## [What the task asks]
Reproduce the lines below as a numbered list, from the line containing "outcrop, that would be most helpful." through the end, omitting blank lines.

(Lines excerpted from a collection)

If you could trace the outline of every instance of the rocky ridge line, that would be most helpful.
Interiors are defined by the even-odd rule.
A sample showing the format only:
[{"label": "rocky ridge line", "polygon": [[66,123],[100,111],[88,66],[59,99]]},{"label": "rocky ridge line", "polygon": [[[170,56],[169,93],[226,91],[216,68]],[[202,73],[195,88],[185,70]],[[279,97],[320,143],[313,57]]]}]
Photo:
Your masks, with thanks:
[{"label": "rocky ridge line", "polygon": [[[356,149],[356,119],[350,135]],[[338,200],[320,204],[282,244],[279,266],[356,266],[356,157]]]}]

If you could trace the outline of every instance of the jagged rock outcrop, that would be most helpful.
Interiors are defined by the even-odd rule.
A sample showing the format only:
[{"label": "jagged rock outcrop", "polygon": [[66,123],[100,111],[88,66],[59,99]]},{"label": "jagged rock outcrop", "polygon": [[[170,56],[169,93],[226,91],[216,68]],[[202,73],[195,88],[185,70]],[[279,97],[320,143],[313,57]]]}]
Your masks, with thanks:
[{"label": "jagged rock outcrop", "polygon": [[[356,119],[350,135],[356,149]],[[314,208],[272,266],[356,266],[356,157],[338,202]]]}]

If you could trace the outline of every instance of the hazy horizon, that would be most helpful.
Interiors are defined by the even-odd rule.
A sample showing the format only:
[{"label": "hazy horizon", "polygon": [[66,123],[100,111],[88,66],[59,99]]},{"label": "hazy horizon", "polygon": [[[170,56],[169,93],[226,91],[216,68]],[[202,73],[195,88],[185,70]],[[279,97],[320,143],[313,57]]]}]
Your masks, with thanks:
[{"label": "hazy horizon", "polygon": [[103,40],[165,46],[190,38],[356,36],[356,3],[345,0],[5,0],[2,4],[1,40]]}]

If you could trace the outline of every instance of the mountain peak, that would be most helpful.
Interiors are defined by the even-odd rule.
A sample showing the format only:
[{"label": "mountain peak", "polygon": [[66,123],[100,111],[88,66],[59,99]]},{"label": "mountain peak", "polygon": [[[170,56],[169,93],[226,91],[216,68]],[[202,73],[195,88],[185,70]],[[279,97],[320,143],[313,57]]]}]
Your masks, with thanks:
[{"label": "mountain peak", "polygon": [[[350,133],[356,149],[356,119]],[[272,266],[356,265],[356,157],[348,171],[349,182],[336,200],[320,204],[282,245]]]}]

## [Task output]
1. If you could trace the outline of every instance of the jagged rock outcrop, that would be most helpful.
2. Interiors are defined by the even-odd rule.
3. A sample showing the format only:
4. [{"label": "jagged rock outcrop", "polygon": [[66,123],[100,111],[88,66],[59,99]]},{"label": "jagged rock outcrop", "polygon": [[[170,56],[169,93],[226,91],[216,68]],[[202,73],[195,88],[185,70]],[[279,97],[320,143],[313,57]]]}]
5. Your masks, with thanks:
6. [{"label": "jagged rock outcrop", "polygon": [[[356,119],[350,135],[356,149]],[[314,208],[272,266],[356,266],[356,157],[338,202]]]}]
7. If you could trace the outline of every instance of the hazy horizon, that would be most helpful.
8. Interiors are defined by the even-odd rule.
9. A sample showing the format only:
10. [{"label": "hazy horizon", "polygon": [[66,123],[100,111],[88,66],[59,99]]},{"label": "hazy horizon", "polygon": [[[170,56],[169,93],[226,91],[216,68]],[[202,73],[195,88],[185,70]],[[279,97],[320,143],[313,57]]]}]
11. Your masks, with thanks:
12. [{"label": "hazy horizon", "polygon": [[103,40],[165,46],[190,38],[356,36],[356,3],[345,0],[5,0],[2,4],[1,40]]}]
13. If you could trace the outline of every instance of the mountain peak, that would be most helpful.
14. Interiors are defined by the even-odd rule.
15. A sample showing the format only:
16. [{"label": "mountain peak", "polygon": [[66,123],[100,111],[88,66],[59,99]]},{"label": "mountain peak", "polygon": [[[170,56],[169,93],[226,91],[216,68]],[[202,73],[195,88],[185,70]],[[279,97],[320,143],[313,57]]]}]
17. Your masks, with thanks:
18. [{"label": "mountain peak", "polygon": [[[350,133],[356,149],[356,119]],[[272,266],[356,265],[356,157],[348,171],[349,182],[336,200],[320,204],[282,245]]]}]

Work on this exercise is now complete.